TEXT BLOCK:
▬▬▬▬▬▬▬▬▬▬

Justice in Uruguay comes full circle

When Uruguay goes to the polls tomorrow to choose a new president, this tiny South American country will teach itself, and the world, an important lesson: that burdens of injustice cannot be hidden for long. Or, to the more pragmatic, it will show that it is easier to deliver justice for past atrocities when the culprits are closer to the cemetery than they are to the courts.

Uruguay may look to foreign eyes like an icon for reconciliation and justice. If the polls are right, José "Pepe" Mujica, a former Tupamaro guerrilla leader who was under arrest for 14 years, will be elected president – be it in the first round or a run-off on 29 November. And, at the same time, Uruguayans will vote in a binding referendum to repeal amnesty legislation passed in 1986 to shield human rights abusers during the 1973-85 military dictatorship from prosecution.

▬▬▬▬▬▬▬▬▬▬

[Saved data entries]
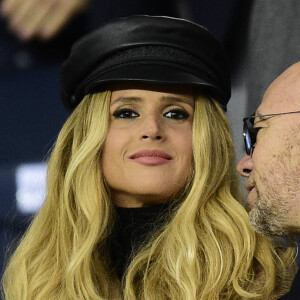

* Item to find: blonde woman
[3,16,293,300]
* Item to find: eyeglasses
[243,110,300,155]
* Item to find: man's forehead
[256,74,300,114]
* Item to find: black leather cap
[60,16,231,111]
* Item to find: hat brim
[75,62,226,107]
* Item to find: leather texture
[60,16,231,111]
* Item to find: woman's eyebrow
[111,97,142,105]
[161,96,194,106]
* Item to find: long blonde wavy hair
[2,91,293,300]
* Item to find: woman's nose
[236,155,253,177]
[141,116,164,140]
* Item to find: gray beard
[249,192,289,237]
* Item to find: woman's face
[101,88,194,207]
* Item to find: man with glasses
[237,62,300,300]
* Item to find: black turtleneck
[110,203,169,280]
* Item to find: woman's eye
[113,108,139,119]
[164,108,190,120]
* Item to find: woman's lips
[245,183,256,193]
[129,150,172,166]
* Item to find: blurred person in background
[3,16,293,300]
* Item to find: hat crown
[61,16,230,110]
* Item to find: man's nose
[236,155,253,177]
[141,115,164,140]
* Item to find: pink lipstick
[129,150,172,166]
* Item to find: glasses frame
[243,110,300,156]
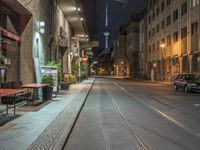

▬▬▬▬▬▬▬▬▬▬

INSTRUCTIONS:
a. Transcribe the part of the article on Uruguay's election that opens with the words containing "When Uruguay goes" and closes with "to the courts.".
b. Answer these questions from the article on Uruguay's election:
(i) For how many years was José "Pepe" Mujica under arrest?
(ii) In what year was the amnesty legislation passed?
(iii) On what date would a run-off take place?
None of the items are needed here.

ANSWERS TO THE PROBLEMS:
a.
When Uruguay goes to the polls tomorrow to choose a new president, this tiny South American country will teach itself, and the world, an important lesson: that burdens of injustice cannot be hidden for long. Or, to the more pragmatic, it will show that it is easier to deliver justice for past atrocities when the culprits are closer to the cemetery than they are to the courts.

b.
(i) 14 years
(ii) 1986
(iii) 29 November